Records –
--- Begin ---

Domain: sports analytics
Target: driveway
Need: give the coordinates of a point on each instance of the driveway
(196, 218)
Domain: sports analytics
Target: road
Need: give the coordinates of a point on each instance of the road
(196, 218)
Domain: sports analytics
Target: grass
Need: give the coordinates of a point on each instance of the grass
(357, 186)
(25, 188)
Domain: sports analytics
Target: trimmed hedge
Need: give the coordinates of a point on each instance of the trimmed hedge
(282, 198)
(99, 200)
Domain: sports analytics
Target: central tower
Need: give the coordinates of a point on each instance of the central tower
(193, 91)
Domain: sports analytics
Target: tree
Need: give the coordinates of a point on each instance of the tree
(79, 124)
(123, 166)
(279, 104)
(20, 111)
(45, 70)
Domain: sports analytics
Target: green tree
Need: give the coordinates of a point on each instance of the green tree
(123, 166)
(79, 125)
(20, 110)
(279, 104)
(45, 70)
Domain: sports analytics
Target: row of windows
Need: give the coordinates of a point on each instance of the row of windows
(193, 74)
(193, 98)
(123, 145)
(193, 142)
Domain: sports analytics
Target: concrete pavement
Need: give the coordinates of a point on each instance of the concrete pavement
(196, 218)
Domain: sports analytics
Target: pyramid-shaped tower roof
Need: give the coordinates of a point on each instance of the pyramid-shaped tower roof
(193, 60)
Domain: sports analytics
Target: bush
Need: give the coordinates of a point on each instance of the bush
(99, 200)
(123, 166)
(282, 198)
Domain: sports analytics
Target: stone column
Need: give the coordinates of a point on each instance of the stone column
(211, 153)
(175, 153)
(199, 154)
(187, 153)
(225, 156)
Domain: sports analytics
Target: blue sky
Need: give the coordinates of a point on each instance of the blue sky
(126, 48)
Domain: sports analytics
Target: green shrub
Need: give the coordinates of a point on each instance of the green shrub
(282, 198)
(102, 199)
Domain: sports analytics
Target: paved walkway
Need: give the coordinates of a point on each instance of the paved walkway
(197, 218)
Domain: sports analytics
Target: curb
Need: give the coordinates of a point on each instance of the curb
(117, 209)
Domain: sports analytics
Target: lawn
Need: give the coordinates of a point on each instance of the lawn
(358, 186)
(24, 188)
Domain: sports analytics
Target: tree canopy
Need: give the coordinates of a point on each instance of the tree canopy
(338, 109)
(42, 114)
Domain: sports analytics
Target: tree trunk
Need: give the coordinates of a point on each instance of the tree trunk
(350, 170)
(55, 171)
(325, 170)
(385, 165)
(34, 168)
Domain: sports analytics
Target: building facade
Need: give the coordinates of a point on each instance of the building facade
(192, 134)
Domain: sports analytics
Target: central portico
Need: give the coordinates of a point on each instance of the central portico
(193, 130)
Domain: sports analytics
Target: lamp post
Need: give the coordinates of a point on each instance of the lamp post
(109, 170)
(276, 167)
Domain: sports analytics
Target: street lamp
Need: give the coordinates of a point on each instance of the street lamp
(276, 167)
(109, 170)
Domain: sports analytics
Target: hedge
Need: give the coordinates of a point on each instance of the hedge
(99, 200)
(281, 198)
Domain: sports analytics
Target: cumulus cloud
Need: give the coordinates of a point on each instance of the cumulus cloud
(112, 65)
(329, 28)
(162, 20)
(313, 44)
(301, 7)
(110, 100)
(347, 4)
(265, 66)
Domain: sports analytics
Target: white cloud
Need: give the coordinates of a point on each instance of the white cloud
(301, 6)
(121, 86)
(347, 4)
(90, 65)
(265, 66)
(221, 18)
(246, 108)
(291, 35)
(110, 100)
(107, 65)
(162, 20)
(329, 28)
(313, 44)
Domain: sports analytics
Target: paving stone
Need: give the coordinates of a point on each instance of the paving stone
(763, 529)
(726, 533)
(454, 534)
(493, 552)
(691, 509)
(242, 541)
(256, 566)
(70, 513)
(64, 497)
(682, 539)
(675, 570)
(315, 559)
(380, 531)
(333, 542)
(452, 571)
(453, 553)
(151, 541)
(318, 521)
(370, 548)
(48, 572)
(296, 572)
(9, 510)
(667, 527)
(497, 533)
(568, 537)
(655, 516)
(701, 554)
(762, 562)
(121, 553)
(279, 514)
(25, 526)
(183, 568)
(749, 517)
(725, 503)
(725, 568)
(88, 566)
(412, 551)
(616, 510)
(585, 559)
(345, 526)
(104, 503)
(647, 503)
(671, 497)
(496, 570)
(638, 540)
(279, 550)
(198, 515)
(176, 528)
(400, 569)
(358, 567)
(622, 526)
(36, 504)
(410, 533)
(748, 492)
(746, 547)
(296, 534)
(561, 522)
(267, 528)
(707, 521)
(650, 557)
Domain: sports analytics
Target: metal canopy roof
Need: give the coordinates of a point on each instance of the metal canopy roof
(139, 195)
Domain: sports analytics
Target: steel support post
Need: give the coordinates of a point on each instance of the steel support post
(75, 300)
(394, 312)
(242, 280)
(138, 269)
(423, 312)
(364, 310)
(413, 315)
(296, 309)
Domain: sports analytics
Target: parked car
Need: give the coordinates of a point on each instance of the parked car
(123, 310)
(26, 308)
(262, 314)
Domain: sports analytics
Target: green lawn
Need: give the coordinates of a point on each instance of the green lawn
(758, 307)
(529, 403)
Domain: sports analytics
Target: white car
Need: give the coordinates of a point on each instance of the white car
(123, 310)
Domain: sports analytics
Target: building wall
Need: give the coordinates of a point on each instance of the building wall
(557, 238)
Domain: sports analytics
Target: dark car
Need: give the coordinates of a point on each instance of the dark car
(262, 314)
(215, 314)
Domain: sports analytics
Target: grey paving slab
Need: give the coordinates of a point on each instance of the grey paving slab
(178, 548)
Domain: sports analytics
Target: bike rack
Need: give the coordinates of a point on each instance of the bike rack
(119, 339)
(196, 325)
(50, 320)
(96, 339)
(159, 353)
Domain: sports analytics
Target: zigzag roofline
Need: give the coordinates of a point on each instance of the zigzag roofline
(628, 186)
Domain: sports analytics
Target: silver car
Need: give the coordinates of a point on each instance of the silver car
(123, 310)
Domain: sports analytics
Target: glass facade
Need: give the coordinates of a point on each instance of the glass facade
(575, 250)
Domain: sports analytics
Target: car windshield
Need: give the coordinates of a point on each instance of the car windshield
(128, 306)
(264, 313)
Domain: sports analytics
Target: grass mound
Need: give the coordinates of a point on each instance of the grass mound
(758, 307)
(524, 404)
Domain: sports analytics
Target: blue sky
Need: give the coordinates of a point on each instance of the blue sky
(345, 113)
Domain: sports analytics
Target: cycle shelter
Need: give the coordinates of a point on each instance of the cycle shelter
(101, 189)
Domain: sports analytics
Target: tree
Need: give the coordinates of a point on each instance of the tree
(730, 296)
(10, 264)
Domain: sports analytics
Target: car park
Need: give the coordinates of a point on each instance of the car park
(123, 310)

--- End ---

What to do –
Print all the data exactly.

Result –
Domain: sports analytics
Target: driveway
Need: give the coordinates of a point on each instance of the driveway
(196, 218)
Domain: sports analytics
Target: road
Need: give the coordinates of a point on each instance of the road
(196, 218)
Domain: sports analytics
Target: grass
Need: give the coordinates of a point on each instance of the grass
(357, 186)
(25, 188)
Domain: sports analytics
Target: trimmed hedge
Need: give the coordinates of a point on each instance of the trimmed hedge
(282, 198)
(99, 200)
Domain: sports analytics
Target: central tower
Need: give the coordinates of a point on each instance of the central tower
(193, 91)
Domain: sports analytics
Target: tree
Need: give the coordinates of a point on each instance of the tree
(79, 124)
(123, 166)
(279, 104)
(20, 111)
(45, 70)
Domain: sports analytics
Target: green tree
Need: give the coordinates of a point on each instance of the green tree
(123, 166)
(79, 125)
(20, 110)
(279, 104)
(45, 70)
Domain: sports analytics
Target: row of windows
Need: give the coordinates of a point on each instance of the row of windows
(193, 74)
(193, 98)
(123, 145)
(193, 142)
Domain: sports analytics
Target: concrete pavement
Need: give the coordinates of a point on each instance of the concrete pavement
(196, 218)
Domain: sports analytics
Target: pyramid-shaped tower roof
Need: give the coordinates of a point on each instance of the pyramid-shaped tower roof
(193, 60)
Domain: sports analytics
Target: bush
Need: give the coordinates of a point on each instance of the bush
(99, 200)
(123, 166)
(282, 198)
Domain: sports analytics
Target: stone column
Need: give the coordinates of a point on each instance of the stone column
(211, 153)
(175, 153)
(199, 154)
(187, 153)
(225, 156)
Domain: sports analytics
Target: blue sky
Need: give the coordinates of a point on each instance of the blue sky
(126, 48)
Domain: sports analytics
Target: green shrub
Need: give the coordinates of a point on each instance of the green shrub
(282, 198)
(102, 199)
Domain: sports analytics
Target: paved walkway
Need: give the coordinates of a point on each instance of the paved walkway
(197, 218)
Domain: sports analytics
Target: curb
Need: give the coordinates of a point on each instance of the curb
(117, 209)
Domain: sports analytics
Target: lawn
Need: give the coordinates of a point on each instance of the lawn
(358, 186)
(24, 188)
Domain: sports analytics
Target: tree canopy
Need: give the coordinates of a point on each instance of the tree canopy
(338, 109)
(42, 114)
Domain: sports analytics
Target: tree trunk
Need: give the coordinates of a point on each instance of the tree trunk
(350, 170)
(55, 171)
(325, 170)
(385, 165)
(34, 168)
Domain: sports analytics
Target: building facade
Need: give the coordinates of a point on each instance of the building facade
(192, 134)
Domain: sports analytics
Target: central portico
Need: give the coordinates of a point on each instance of the central portico
(193, 130)
Domain: sports analytics
Target: lamp post
Need: give the coordinates of a point on each instance of the lamp post
(109, 170)
(276, 167)
Domain: sports analytics
Target: street lamp
Need: give the coordinates of a point on each instance of the street lamp
(276, 167)
(109, 170)
Domain: sports analytics
Target: hedge
Need: give the coordinates of a point on each instance of the hedge
(99, 200)
(281, 198)
Domain: sports analytics
Target: cumulus cloud
Need: give the coordinates of a point on each instance of the cumulus cloud
(112, 65)
(329, 28)
(162, 20)
(313, 44)
(301, 7)
(110, 100)
(347, 4)
(265, 66)
Domain: sports analytics
Target: white cloud
Need: give the coordinates of a point on each instance of the white cloud
(301, 6)
(121, 86)
(347, 4)
(90, 65)
(265, 66)
(221, 18)
(246, 108)
(291, 35)
(110, 100)
(107, 65)
(162, 20)
(329, 28)
(313, 44)
Domain: sports analytics
Target: paving stone
Need: give the coordinates of a point on each instance of the paving stone
(763, 529)
(726, 533)
(454, 534)
(493, 552)
(691, 509)
(242, 541)
(256, 566)
(70, 513)
(64, 497)
(682, 539)
(675, 570)
(315, 559)
(380, 531)
(333, 542)
(452, 571)
(453, 553)
(151, 541)
(318, 521)
(370, 548)
(48, 572)
(296, 572)
(9, 510)
(667, 527)
(497, 533)
(568, 537)
(655, 516)
(701, 554)
(762, 562)
(121, 553)
(279, 514)
(25, 526)
(183, 568)
(749, 517)
(725, 503)
(725, 568)
(88, 566)
(412, 551)
(616, 510)
(585, 559)
(345, 526)
(104, 503)
(647, 503)
(671, 497)
(496, 570)
(638, 540)
(279, 550)
(198, 515)
(176, 528)
(400, 569)
(358, 567)
(622, 526)
(36, 504)
(410, 533)
(748, 492)
(746, 547)
(296, 534)
(561, 522)
(267, 528)
(707, 521)
(650, 557)
Domain: sports analytics
Target: metal canopy roof
Need: give the coordinates of a point on each instance of the metal canopy roof
(139, 195)
Domain: sports analytics
Target: steel support post
Need: give the coordinates of a point on each instance of the steel support post
(75, 300)
(394, 312)
(242, 280)
(138, 269)
(423, 312)
(364, 310)
(413, 315)
(296, 309)
Domain: sports analytics
Target: parked car
Need: give the coordinates of a point on each instance of the parked car
(123, 310)
(26, 308)
(262, 314)
Domain: sports analytics
Target: green lawn
Need: give the coordinates of a point on each instance of the green lawn
(758, 307)
(529, 403)
Domain: sports analytics
Target: white car
Need: give the coordinates of a point on each instance of the white car
(123, 310)
Domain: sports analytics
Target: building wall
Need: give the coordinates of a point on each instance of the building wall
(557, 238)
Domain: sports analytics
Target: dark car
Need: give the coordinates of a point on each instance of the dark car
(262, 314)
(215, 314)
Domain: sports analytics
Target: grey paving slab
Need: give the coordinates of a point on each instance of the grey paving slab
(178, 548)
Domain: sports analytics
Target: bike rack
Need: give the coordinates of a point on each instance of the bike rack
(119, 339)
(196, 325)
(50, 320)
(96, 339)
(159, 353)
Domain: sports analytics
Target: zigzag roofline
Need: give the coordinates of a point on each instance of the zigzag roofline
(628, 186)
Domain: sports analytics
Target: silver car
Need: give the coordinates of a point on each instance of the silver car
(123, 310)
Domain: sports analytics
Target: glass facade
Need: give the coordinates of a point on each instance of the glass facade
(575, 250)
Domain: sports analytics
Target: car windshield
Need: give the coordinates of a point on each instance of the car windshield
(128, 306)
(264, 313)
Domain: sports analytics
Target: grass mound
Need: give the coordinates of a point on each instance of the grass mound
(758, 307)
(524, 404)
Domain: sports analytics
Target: blue sky
Need: give the coordinates of a point on each instance of the blue sky
(345, 113)
Domain: sports analytics
Target: cycle shelter
Need: give the coordinates of a point on each instance of the cycle shelter
(101, 189)
Domain: sports analytics
Target: tree
Need: give the coordinates of a point on each instance of the tree
(730, 296)
(10, 264)
Domain: sports analytics
Target: car park
Need: give the coordinates of a point on each instance of the car park
(123, 310)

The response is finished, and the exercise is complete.